— Start Stored rows —

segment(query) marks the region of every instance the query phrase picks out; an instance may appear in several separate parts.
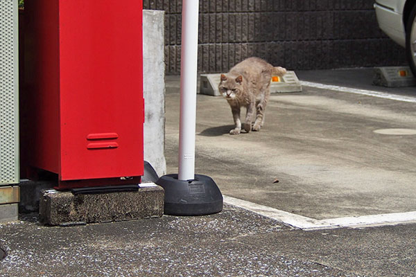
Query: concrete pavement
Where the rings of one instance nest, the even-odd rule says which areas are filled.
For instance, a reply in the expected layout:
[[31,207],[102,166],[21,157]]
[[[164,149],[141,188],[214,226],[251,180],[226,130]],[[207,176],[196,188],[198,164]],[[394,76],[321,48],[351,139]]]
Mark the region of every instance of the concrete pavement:
[[[168,173],[177,171],[178,89],[167,76]],[[228,134],[220,97],[199,95],[197,111],[196,172],[225,195],[318,221],[416,211],[415,136],[374,132],[416,129],[411,102],[304,87],[272,96],[264,127],[239,136]],[[0,276],[416,275],[415,224],[305,231],[227,204],[202,217],[65,228],[37,220],[0,224]]]

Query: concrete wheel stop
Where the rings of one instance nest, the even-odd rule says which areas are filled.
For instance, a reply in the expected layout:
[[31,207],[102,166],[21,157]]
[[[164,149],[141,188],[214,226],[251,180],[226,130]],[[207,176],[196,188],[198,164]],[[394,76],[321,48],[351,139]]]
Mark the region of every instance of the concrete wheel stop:
[[160,217],[164,191],[148,181],[157,177],[148,163],[145,163],[144,171],[141,184],[65,191],[42,190],[39,220],[46,225],[69,226]]

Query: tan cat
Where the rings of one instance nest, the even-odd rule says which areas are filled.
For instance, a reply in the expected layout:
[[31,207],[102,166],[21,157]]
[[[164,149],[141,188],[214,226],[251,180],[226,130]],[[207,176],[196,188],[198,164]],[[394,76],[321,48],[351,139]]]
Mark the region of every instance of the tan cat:
[[[240,109],[242,107],[247,109],[244,124],[245,132],[249,132],[250,129],[260,131],[264,123],[266,105],[270,94],[272,75],[281,76],[286,72],[283,67],[273,67],[267,62],[252,57],[236,64],[226,75],[221,74],[219,91],[228,101],[236,125],[229,134],[238,134],[241,131]],[[254,113],[256,118],[252,128]]]

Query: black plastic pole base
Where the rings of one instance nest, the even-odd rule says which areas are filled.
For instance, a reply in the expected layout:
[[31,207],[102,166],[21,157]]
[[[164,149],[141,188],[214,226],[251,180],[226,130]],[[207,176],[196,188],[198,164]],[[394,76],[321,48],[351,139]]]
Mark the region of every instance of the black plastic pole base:
[[196,174],[193,180],[178,180],[177,174],[171,174],[156,184],[165,191],[166,215],[205,215],[223,211],[223,195],[208,176]]

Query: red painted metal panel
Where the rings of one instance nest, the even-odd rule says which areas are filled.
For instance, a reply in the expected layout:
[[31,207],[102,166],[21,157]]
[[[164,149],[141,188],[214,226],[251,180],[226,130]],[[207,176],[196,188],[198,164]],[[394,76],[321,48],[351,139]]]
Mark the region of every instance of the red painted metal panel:
[[60,2],[62,180],[143,174],[141,5]]
[[25,1],[24,91],[27,94],[28,164],[59,171],[58,1]]
[[142,175],[142,2],[26,0],[25,6],[25,71],[32,74],[25,81],[33,91],[35,134],[31,165],[58,173],[67,182],[62,188],[73,180],[107,185]]

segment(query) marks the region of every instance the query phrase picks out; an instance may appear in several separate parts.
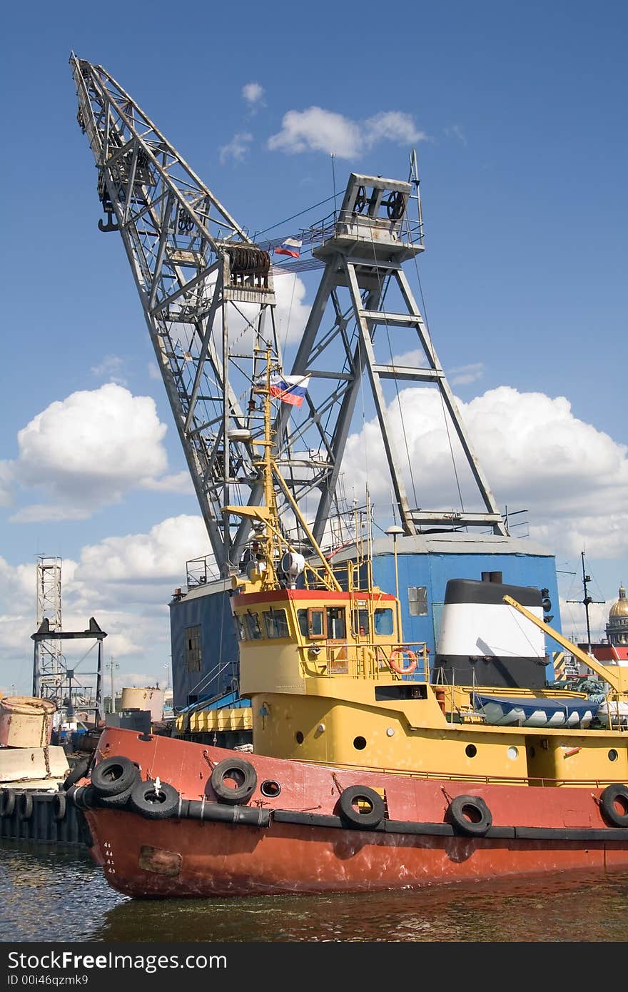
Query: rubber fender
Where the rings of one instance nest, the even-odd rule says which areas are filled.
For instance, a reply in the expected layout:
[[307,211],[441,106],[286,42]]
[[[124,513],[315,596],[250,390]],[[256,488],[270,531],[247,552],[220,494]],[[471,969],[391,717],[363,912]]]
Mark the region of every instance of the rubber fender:
[[447,819],[458,833],[483,837],[493,816],[481,796],[456,796],[447,808]]
[[65,816],[65,807],[67,806],[67,797],[63,791],[55,793],[53,796],[53,819],[58,823],[60,820],[63,819]]
[[211,772],[211,788],[219,803],[244,806],[257,786],[257,773],[244,758],[225,758]]
[[362,830],[372,830],[384,818],[384,801],[368,786],[349,786],[340,795],[338,811],[345,823]]
[[0,816],[9,817],[13,815],[15,809],[15,790],[3,789],[0,793]]
[[[617,806],[623,807],[620,812]],[[606,786],[599,798],[599,807],[613,826],[628,826],[628,788],[619,782]]]
[[166,819],[179,812],[179,793],[167,782],[160,783],[159,789],[150,779],[138,782],[131,791],[129,807],[147,819]]
[[91,772],[91,785],[97,796],[118,796],[132,789],[139,777],[130,758],[115,755],[98,762]]
[[33,797],[31,793],[22,793],[18,797],[18,819],[30,819],[33,815]]

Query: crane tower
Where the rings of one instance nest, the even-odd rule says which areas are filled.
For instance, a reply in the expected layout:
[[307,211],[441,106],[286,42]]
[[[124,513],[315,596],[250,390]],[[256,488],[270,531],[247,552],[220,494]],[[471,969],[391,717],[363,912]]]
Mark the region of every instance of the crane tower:
[[[262,417],[254,385],[264,349],[282,367],[275,267],[102,66],[74,54],[70,65],[77,120],[94,156],[106,214],[98,226],[119,231],[124,242],[212,552],[227,575],[237,569],[249,525],[223,508],[263,498],[255,453]],[[418,189],[417,179],[420,218]],[[335,498],[363,384],[404,532],[480,526],[506,533],[403,272],[403,263],[423,250],[421,221],[413,225],[409,217],[412,198],[412,183],[352,174],[340,209],[311,231],[317,242],[313,256],[324,272],[292,372],[310,377],[312,386],[301,411],[281,405],[275,458],[290,496],[314,520],[316,541]],[[394,353],[391,335],[400,333],[399,350],[412,352],[412,361]],[[407,449],[404,467],[399,432],[391,426],[404,382],[439,392],[479,493],[479,510],[412,505],[412,455]],[[414,478],[413,490],[414,496]],[[278,501],[280,509],[290,502],[281,490]]]

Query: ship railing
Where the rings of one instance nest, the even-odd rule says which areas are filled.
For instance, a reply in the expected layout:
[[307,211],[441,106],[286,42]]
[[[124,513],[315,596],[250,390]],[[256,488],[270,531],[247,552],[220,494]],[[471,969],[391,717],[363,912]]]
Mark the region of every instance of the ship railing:
[[[309,765],[320,765],[328,767],[326,761],[315,761],[308,758]],[[415,770],[409,772],[407,768],[393,768],[392,766],[378,767],[374,769],[370,765],[348,764],[340,761],[333,762],[334,768],[346,769],[351,772],[378,772],[382,775],[399,775],[406,779],[420,779],[430,782],[469,782],[474,785],[490,786],[533,786],[536,788],[575,788],[575,789],[604,789],[613,785],[616,779],[609,777],[606,779],[554,779],[549,775],[473,775],[472,773],[455,772],[429,772]]]
[[[366,640],[321,641],[302,645],[304,674],[316,676],[348,675],[353,679],[389,678],[400,682],[430,682],[430,654],[425,641],[382,644]],[[407,671],[405,671],[407,670]]]

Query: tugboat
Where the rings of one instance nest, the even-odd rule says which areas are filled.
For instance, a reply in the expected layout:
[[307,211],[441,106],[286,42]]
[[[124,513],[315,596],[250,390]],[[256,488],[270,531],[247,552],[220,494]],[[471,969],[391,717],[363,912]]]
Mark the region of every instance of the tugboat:
[[[450,582],[443,654],[432,664],[405,643],[368,545],[332,567],[291,499],[266,359],[253,441],[264,501],[224,508],[253,535],[231,597],[253,750],[106,728],[68,797],[108,883],[144,898],[259,896],[628,866],[628,729],[594,729],[586,693],[522,684],[545,665],[544,633],[579,650],[541,619],[541,591]],[[279,488],[316,560],[286,539]],[[463,653],[490,682],[447,678]],[[608,699],[625,698],[628,669],[598,668]]]

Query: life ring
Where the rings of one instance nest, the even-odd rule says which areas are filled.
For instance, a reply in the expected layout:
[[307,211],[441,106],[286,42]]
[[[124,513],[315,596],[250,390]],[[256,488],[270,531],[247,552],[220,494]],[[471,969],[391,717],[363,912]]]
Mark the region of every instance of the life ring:
[[[618,806],[623,806],[623,812],[619,812]],[[628,788],[618,782],[606,786],[599,798],[599,807],[613,826],[628,826]]]
[[[408,659],[408,666],[406,668],[397,663],[398,656],[401,656],[402,659]],[[413,672],[417,671],[419,656],[415,651],[409,651],[408,648],[393,648],[388,659],[388,664],[398,676],[411,676]]]
[[243,806],[255,792],[257,773],[243,758],[225,758],[213,769],[209,782],[219,803]]
[[15,790],[13,789],[3,789],[0,793],[0,816],[4,819],[6,816],[13,815],[13,810],[15,809]]
[[64,791],[67,792],[70,786],[75,786],[77,782],[84,779],[88,768],[89,758],[82,758],[80,761],[76,762],[71,772],[65,777],[63,782]]
[[53,796],[53,819],[59,822],[65,816],[65,806],[67,797],[64,792],[55,793]]
[[384,818],[384,801],[368,786],[349,786],[344,789],[338,800],[338,807],[340,817],[345,822],[362,830],[374,830]]
[[33,797],[30,793],[22,793],[18,800],[18,819],[30,819],[33,815]]
[[132,789],[139,777],[140,771],[130,758],[115,755],[96,765],[91,784],[97,796],[119,796]]
[[483,837],[491,827],[493,816],[481,796],[456,796],[447,809],[447,818],[458,833],[468,837]]
[[147,819],[166,819],[179,811],[179,793],[167,782],[138,782],[129,797],[129,806]]

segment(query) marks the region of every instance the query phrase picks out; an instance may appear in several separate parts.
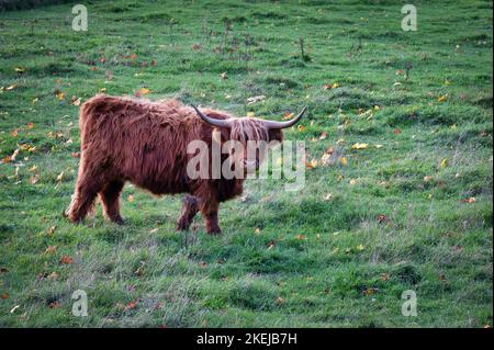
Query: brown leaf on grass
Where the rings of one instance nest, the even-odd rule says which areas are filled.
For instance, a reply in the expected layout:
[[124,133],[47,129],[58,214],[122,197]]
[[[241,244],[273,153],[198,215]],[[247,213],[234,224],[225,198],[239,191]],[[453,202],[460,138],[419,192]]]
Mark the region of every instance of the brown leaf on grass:
[[361,144],[361,143],[357,143],[351,145],[351,149],[366,149],[369,146],[369,144]]
[[77,98],[76,95],[72,95],[72,98],[70,99],[70,102],[71,102],[74,105],[80,105],[81,98]]
[[57,246],[48,246],[48,248],[45,249],[45,253],[54,253],[57,251]]
[[48,228],[48,236],[53,236],[53,234],[55,234],[55,229],[57,228],[57,225],[53,225],[52,227]]
[[326,194],[326,195],[324,196],[324,200],[325,200],[325,201],[332,201],[333,199],[334,199],[333,193],[328,193],[328,194]]
[[378,291],[379,291],[379,289],[371,286],[371,287],[363,290],[362,293],[363,293],[363,295],[373,295],[373,294],[378,293]]
[[283,120],[283,121],[291,120],[294,115],[295,115],[295,114],[293,114],[293,113],[287,112],[287,113],[284,113],[282,120]]
[[63,91],[57,91],[56,95],[57,95],[58,100],[60,100],[60,101],[65,100],[65,93]]
[[386,215],[384,215],[384,214],[380,214],[380,215],[378,215],[378,222],[380,223],[380,224],[382,224],[382,223],[390,223],[391,222],[391,218],[389,218]]
[[314,168],[316,168],[317,167],[317,159],[312,159],[311,161],[306,161],[305,162],[305,167],[307,168],[307,169],[314,169]]
[[247,104],[254,104],[254,103],[260,102],[260,101],[262,101],[265,99],[266,99],[266,95],[263,95],[263,94],[260,94],[260,95],[257,95],[257,97],[251,97],[251,98],[247,99]]
[[386,281],[389,281],[391,279],[391,274],[389,274],[389,273],[382,273],[381,274],[381,278],[380,278],[380,280],[382,281],[382,282],[386,282]]
[[40,173],[36,172],[33,177],[31,177],[30,181],[31,181],[31,184],[36,184],[37,181],[40,181]]
[[10,87],[3,88],[3,90],[12,91],[13,89],[16,89],[16,88],[19,88],[19,86],[16,83],[14,83],[14,84],[11,84]]
[[74,263],[74,259],[70,256],[63,256],[60,262],[64,264],[70,264]]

— End Stored rows —

# Work to be completed
Reproduce the lines between the one holding "Query: black plastic pole base" and the one holding "[[33,797],[31,793],[22,793],[18,797],[18,819],[30,819],[33,815]]", inclusive, swapping "red painted metal panel" for "red steel sheet" and changing nothing else. Return only those lines, and leave the pictures out.

# Correct answer
Query: black plastic pole base
Where the rings of one instance nest, the even-odd rule says which areas are filled.
For instance, a reply in the expected layout:
[[31,207],[102,166],[21,157]]
[[[164,149],[141,188],[214,226],[251,180],[226,130]],[[207,176],[196,188],[198,164]],[[394,76],[321,48],[351,139]]]
Mark the region of every instance of the black plastic pole base:
[[196,174],[193,180],[178,180],[177,174],[171,174],[156,184],[165,191],[166,215],[205,215],[223,211],[223,195],[208,176]]

Query: red steel sheet
Where the rings of one instance nest, the even-odd rule says which areas are filled.
For instance, a reply in the expected layout:
[[31,207],[102,166],[21,157]]
[[[164,149],[141,188],[214,226],[251,180],[226,130]],[[207,176],[196,188],[198,164]],[[394,76],[321,48],[351,139]]]
Mark the region of every instance of the red steel sheet:
[[60,2],[62,180],[143,174],[141,5]]
[[25,1],[24,91],[27,94],[28,164],[59,171],[58,1]]
[[142,175],[142,2],[26,0],[25,6],[25,71],[32,74],[25,81],[33,91],[35,134],[31,165],[58,173],[67,182],[62,188],[73,180],[107,185]]

segment(query) marks the region of every instance the query phrase picks out; an instance may appear in several separate parts.
Query: rubber fender
Where the rings of one instance nest, the even-odd rule says which areas are filled.
For instance, a reply in the expected layout:
[[307,211],[441,106],[286,42]]
[[[124,513],[315,596],[250,390]],[[256,488],[270,531],[247,552],[220,494]],[[471,969],[391,717],[363,912]]]
Mark the region of every instance of the rubber fender:
[[447,819],[458,833],[483,837],[493,816],[481,796],[456,796],[447,808]]
[[65,816],[65,807],[67,806],[67,797],[63,791],[55,793],[53,796],[53,819],[58,823],[60,820],[63,819]]
[[211,772],[211,788],[219,803],[244,806],[257,786],[257,773],[244,758],[225,758]]
[[362,830],[372,830],[384,818],[384,801],[368,786],[349,786],[340,795],[338,811],[345,823]]
[[0,816],[9,817],[13,815],[15,809],[15,790],[3,789],[0,793]]
[[[617,806],[623,807],[620,812]],[[606,786],[599,798],[599,807],[613,826],[628,826],[628,788],[619,782]]]
[[166,819],[179,812],[179,793],[167,782],[160,783],[159,789],[150,779],[138,782],[131,791],[129,807],[147,819]]
[[91,772],[91,785],[97,796],[118,796],[132,789],[139,777],[130,758],[115,755],[98,762]]
[[33,797],[31,793],[22,793],[18,797],[18,819],[30,819],[33,815]]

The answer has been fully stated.